» STORED DATA:
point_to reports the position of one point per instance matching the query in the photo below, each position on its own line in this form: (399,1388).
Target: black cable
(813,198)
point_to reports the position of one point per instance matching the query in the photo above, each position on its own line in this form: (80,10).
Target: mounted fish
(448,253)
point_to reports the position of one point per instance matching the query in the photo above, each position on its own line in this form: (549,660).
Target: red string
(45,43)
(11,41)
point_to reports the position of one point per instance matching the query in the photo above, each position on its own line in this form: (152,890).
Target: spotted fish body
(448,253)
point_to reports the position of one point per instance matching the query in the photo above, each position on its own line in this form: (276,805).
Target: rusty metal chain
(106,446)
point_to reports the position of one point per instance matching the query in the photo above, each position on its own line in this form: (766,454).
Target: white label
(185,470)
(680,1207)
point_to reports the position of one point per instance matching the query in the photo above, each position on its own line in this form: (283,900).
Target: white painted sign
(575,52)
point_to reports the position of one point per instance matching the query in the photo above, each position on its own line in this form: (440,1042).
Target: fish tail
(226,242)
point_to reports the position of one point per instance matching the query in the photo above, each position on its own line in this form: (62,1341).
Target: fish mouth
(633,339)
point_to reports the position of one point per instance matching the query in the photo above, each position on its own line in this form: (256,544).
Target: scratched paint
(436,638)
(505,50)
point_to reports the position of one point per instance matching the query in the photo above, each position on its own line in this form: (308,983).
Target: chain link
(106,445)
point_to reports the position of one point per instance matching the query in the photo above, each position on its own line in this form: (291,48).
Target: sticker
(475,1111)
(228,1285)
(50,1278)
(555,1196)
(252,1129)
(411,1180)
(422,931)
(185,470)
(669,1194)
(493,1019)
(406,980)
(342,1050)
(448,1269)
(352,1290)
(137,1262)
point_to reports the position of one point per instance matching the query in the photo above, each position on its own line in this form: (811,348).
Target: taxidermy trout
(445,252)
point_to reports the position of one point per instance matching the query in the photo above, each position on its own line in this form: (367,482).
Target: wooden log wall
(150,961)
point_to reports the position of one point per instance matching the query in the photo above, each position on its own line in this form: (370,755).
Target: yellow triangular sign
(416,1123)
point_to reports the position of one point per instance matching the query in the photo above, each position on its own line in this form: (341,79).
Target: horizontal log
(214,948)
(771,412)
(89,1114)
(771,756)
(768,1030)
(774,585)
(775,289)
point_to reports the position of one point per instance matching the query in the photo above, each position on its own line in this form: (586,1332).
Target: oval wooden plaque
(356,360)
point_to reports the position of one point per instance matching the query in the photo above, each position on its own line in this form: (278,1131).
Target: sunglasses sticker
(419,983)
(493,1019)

» GIVEN INSTRUCTION: Please reproduce the part of the items that opens with the line containing "this form: (341,79)." and closes with the last line of the items, keeping the requests as they stand, including the sample positions in them. Scale every answer coordinate by 0.35 and round each result to a whole number, with halves rounded up.

» RESPONSE TO THE EXERCISE:
point_to reports the position of one point per instance matching the query in the photo above, each position on its own line in this form: (341,79).
Target: horizontal log
(75,332)
(270,144)
(31,390)
(270,265)
(269,361)
(271,205)
(271,101)
point_to reports the position of one point per instance matching the query in the photo above, each position on its own line in this form: (586,1332).
Target: oval wooden plaque
(125,126)
point_to reports the position of one point per instance matching the query in the photo above, each position on its own line in this form: (278,1131).
Target: sunglasses sticker
(147,344)
(173,357)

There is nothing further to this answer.